◆ MATERIAL SHOWN ◆
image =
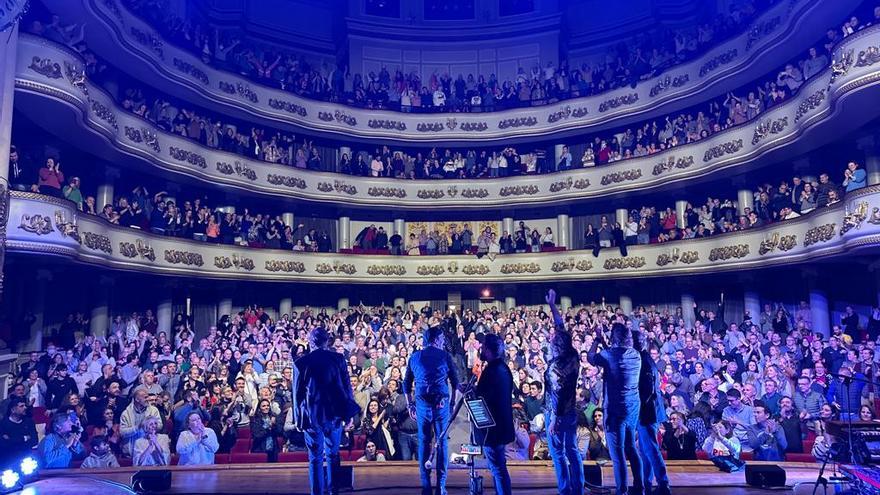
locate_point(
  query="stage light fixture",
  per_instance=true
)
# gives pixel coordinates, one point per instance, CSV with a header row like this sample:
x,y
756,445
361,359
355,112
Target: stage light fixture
x,y
29,466
9,479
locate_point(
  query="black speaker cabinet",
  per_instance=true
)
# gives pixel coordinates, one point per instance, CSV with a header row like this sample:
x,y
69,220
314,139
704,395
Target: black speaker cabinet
x,y
593,474
765,475
151,481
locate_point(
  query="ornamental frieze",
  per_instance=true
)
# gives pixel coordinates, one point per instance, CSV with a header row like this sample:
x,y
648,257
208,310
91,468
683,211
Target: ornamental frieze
x,y
687,257
338,186
143,135
822,233
398,270
240,262
390,125
475,269
672,163
513,123
519,268
192,70
149,40
175,257
97,242
104,113
66,228
768,127
474,126
623,176
286,180
782,242
386,192
567,184
810,103
618,101
624,263
570,264
285,266
239,169
140,248
288,107
529,190
720,150
869,57
36,224
187,156
717,61
728,252
46,67
429,126
77,77
852,219
669,82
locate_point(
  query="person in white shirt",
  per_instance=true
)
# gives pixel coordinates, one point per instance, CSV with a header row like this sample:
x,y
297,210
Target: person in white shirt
x,y
197,444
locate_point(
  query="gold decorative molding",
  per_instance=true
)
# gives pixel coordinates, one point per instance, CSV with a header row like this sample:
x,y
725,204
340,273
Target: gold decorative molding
x,y
727,252
624,263
175,257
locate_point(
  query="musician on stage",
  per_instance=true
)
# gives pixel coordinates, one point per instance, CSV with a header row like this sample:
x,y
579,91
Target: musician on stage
x,y
560,411
496,388
429,374
322,403
621,365
651,414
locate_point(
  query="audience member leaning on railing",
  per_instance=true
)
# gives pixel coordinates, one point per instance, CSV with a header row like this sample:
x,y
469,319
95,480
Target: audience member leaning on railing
x,y
650,137
237,379
627,64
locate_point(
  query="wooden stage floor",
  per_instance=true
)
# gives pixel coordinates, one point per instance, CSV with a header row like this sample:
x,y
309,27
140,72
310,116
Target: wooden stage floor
x,y
398,478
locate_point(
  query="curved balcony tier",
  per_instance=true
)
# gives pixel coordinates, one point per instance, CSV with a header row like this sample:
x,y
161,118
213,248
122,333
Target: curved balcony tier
x,y
134,46
840,99
41,225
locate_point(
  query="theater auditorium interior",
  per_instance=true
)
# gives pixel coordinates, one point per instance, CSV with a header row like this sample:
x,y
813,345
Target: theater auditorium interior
x,y
440,246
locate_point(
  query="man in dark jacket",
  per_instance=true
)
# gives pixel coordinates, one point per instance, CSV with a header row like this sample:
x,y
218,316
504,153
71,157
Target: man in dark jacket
x,y
322,403
560,411
652,412
496,388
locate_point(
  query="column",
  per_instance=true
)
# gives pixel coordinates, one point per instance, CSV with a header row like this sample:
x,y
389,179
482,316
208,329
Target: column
x,y
687,308
285,306
506,226
399,227
34,342
681,213
8,46
343,234
224,307
509,303
164,315
625,304
287,218
621,216
745,199
100,316
564,303
753,305
562,234
819,311
869,145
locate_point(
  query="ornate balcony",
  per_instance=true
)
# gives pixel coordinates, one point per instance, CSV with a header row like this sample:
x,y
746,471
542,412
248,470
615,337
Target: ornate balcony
x,y
49,78
133,45
42,225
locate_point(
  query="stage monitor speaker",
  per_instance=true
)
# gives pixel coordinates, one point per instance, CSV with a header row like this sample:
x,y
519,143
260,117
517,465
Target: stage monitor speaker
x,y
151,481
344,478
593,474
765,476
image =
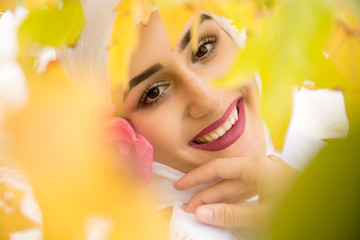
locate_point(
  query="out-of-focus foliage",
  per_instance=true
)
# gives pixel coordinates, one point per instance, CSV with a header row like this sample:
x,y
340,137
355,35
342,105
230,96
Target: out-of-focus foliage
x,y
7,5
286,41
324,203
52,26
73,175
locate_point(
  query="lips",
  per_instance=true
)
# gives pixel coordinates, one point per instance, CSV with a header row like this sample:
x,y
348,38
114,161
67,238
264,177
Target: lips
x,y
224,131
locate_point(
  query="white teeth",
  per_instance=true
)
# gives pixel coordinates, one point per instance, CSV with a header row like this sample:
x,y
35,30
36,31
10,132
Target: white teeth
x,y
235,115
220,131
208,138
227,125
214,136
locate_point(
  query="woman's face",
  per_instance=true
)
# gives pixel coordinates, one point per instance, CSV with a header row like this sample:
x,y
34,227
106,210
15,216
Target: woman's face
x,y
172,103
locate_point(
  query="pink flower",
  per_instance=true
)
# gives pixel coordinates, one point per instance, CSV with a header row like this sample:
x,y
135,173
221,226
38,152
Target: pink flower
x,y
134,147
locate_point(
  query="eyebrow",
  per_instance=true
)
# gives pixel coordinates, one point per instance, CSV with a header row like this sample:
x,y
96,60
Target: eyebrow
x,y
187,37
157,67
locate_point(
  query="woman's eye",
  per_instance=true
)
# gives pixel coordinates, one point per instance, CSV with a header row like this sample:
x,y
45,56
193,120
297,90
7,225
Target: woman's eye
x,y
153,93
205,47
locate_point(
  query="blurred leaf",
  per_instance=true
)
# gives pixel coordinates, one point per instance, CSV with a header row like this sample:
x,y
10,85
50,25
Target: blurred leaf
x,y
35,4
12,218
174,16
73,175
324,203
124,41
53,27
284,54
7,5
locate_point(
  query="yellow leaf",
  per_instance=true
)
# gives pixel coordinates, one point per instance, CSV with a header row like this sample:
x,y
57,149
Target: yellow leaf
x,y
7,5
147,7
174,15
35,4
124,41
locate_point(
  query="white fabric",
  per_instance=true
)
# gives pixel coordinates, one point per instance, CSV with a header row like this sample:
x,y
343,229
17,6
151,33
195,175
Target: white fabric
x,y
183,225
87,61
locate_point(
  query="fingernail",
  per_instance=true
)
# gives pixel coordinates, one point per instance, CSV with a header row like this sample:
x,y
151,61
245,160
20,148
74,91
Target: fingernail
x,y
204,214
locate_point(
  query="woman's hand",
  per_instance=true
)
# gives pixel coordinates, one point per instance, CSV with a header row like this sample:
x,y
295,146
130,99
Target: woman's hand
x,y
241,178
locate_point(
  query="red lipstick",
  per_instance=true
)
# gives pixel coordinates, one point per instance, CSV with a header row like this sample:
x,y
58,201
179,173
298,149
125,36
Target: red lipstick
x,y
230,136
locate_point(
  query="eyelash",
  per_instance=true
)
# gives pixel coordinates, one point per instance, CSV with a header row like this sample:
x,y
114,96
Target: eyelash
x,y
212,39
143,99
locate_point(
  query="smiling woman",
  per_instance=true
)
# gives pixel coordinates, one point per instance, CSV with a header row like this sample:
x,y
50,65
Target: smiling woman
x,y
210,145
172,103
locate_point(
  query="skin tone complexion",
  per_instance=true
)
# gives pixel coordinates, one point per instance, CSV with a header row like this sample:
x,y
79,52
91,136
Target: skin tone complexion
x,y
171,101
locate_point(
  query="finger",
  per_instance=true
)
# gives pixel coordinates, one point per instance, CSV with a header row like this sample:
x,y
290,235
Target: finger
x,y
228,215
224,190
245,196
225,168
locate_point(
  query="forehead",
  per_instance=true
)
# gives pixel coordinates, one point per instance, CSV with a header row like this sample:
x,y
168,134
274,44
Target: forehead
x,y
153,43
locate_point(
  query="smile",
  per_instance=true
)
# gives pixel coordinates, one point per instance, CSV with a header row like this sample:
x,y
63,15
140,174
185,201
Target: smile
x,y
224,131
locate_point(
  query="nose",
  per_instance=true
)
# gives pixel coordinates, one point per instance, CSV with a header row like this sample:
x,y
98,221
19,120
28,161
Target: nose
x,y
202,98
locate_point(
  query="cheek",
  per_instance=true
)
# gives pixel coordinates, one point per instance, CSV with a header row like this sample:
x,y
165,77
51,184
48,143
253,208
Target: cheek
x,y
157,127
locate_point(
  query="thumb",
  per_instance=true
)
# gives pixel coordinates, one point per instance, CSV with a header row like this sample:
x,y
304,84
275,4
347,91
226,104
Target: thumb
x,y
227,215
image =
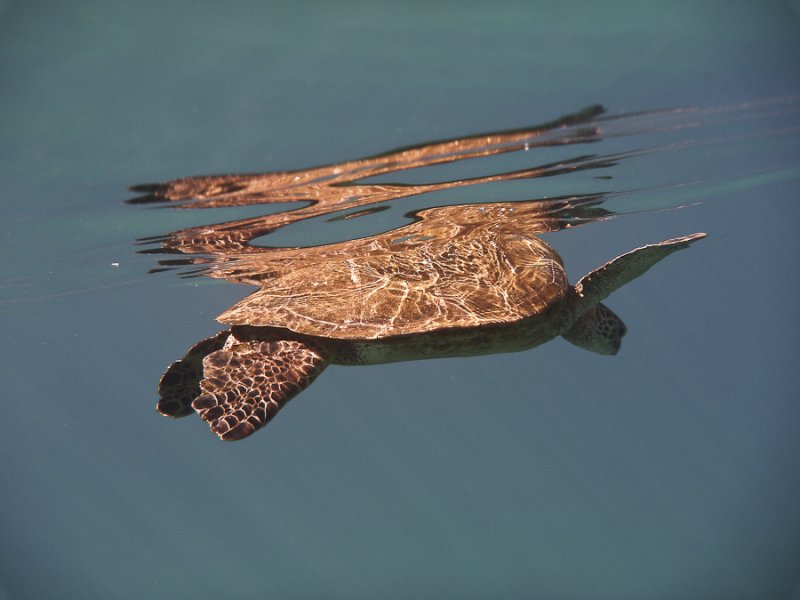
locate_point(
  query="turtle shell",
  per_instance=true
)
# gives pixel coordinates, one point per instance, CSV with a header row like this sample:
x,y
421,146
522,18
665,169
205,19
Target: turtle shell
x,y
431,275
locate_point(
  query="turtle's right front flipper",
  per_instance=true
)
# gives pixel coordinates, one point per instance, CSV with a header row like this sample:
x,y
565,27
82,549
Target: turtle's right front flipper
x,y
180,383
246,383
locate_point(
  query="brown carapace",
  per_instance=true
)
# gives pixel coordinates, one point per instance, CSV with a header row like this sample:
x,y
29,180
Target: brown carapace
x,y
459,280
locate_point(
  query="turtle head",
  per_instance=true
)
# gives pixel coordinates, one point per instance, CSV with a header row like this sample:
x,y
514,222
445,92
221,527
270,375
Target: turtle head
x,y
598,330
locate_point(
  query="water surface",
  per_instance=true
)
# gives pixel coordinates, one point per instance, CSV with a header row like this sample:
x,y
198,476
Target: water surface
x,y
668,471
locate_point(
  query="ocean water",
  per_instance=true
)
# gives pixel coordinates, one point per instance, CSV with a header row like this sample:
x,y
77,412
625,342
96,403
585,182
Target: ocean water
x,y
671,470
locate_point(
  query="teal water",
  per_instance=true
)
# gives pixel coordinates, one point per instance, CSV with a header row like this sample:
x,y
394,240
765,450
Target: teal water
x,y
668,471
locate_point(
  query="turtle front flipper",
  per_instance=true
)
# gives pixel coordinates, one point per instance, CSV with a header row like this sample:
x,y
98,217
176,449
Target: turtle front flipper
x,y
180,383
597,285
246,383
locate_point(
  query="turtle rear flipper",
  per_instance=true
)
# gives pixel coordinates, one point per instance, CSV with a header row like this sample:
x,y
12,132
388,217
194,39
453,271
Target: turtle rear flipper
x,y
594,287
246,383
598,330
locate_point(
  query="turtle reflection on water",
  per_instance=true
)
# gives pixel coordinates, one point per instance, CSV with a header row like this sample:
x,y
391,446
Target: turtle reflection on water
x,y
461,280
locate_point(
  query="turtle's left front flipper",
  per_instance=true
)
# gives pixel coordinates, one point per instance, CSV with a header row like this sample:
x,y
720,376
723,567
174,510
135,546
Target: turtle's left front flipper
x,y
246,383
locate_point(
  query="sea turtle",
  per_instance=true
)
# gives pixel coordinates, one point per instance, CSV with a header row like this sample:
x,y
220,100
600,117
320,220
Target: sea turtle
x,y
486,288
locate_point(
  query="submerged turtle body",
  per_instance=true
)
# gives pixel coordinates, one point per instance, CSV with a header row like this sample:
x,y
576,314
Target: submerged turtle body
x,y
401,297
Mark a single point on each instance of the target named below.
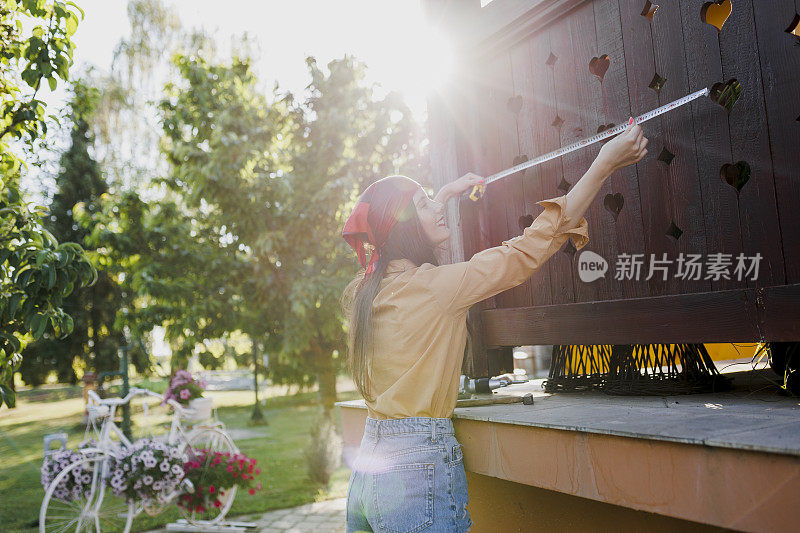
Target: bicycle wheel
(213, 440)
(96, 510)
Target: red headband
(378, 209)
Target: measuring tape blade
(586, 142)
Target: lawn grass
(278, 447)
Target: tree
(344, 138)
(275, 180)
(95, 338)
(36, 272)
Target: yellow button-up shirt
(420, 315)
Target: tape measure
(477, 190)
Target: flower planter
(198, 409)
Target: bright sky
(391, 36)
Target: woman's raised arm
(625, 149)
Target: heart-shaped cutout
(614, 203)
(599, 66)
(649, 10)
(603, 127)
(657, 83)
(735, 175)
(716, 13)
(525, 221)
(726, 94)
(515, 104)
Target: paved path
(318, 517)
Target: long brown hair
(407, 240)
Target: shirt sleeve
(458, 286)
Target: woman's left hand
(467, 182)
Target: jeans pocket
(458, 477)
(404, 497)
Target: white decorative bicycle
(98, 509)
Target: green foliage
(36, 272)
(212, 473)
(276, 180)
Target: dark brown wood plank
(511, 189)
(586, 95)
(681, 174)
(780, 70)
(545, 138)
(504, 23)
(724, 316)
(712, 138)
(615, 108)
(750, 142)
(539, 284)
(656, 200)
(571, 79)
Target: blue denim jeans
(408, 477)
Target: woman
(408, 331)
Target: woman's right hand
(625, 149)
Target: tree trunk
(257, 417)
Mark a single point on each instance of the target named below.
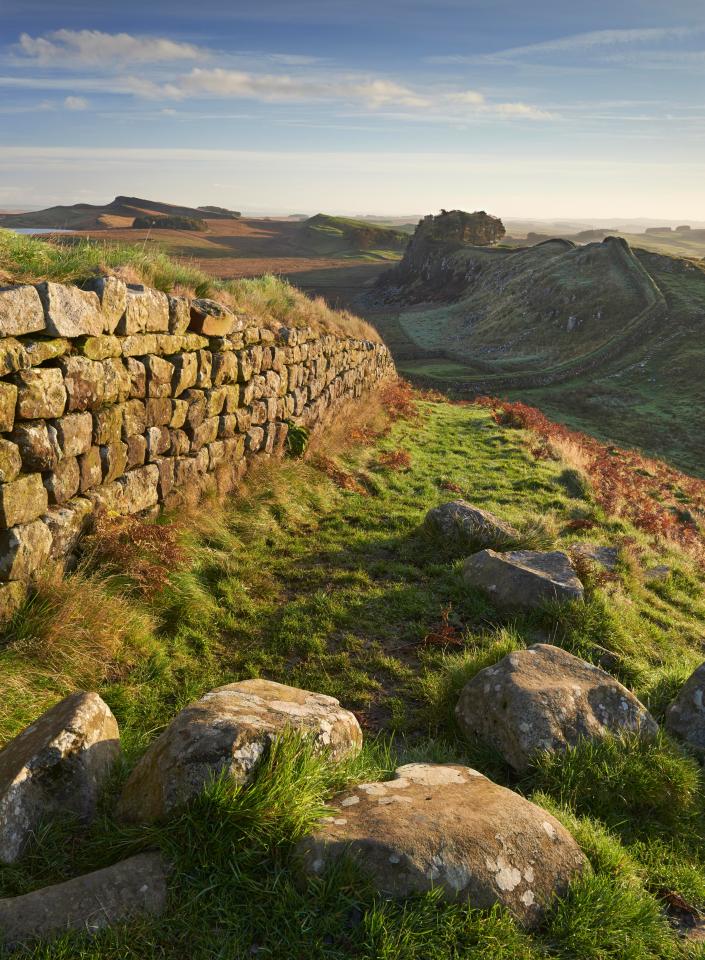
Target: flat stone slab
(448, 826)
(228, 730)
(55, 768)
(544, 698)
(134, 888)
(523, 579)
(685, 717)
(464, 525)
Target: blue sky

◆ TASK STATEMENT ◆
Repeat nothing but the lines from the one containing "Target: blue denim jeans" through the end of the entries, exactly, and skip the pictures.

◆ ANSWER TO THIS EXERCISE ◆
Target: blue denim jeans
(408, 477)
Target: woman
(408, 331)
Target: woman's right hand
(625, 149)
Target: tree trunk
(257, 417)
Mark a single point on each instance of the target named below.
Target: flat stone slab
(448, 826)
(228, 730)
(55, 768)
(544, 698)
(134, 888)
(523, 579)
(685, 717)
(464, 525)
Target: blue sky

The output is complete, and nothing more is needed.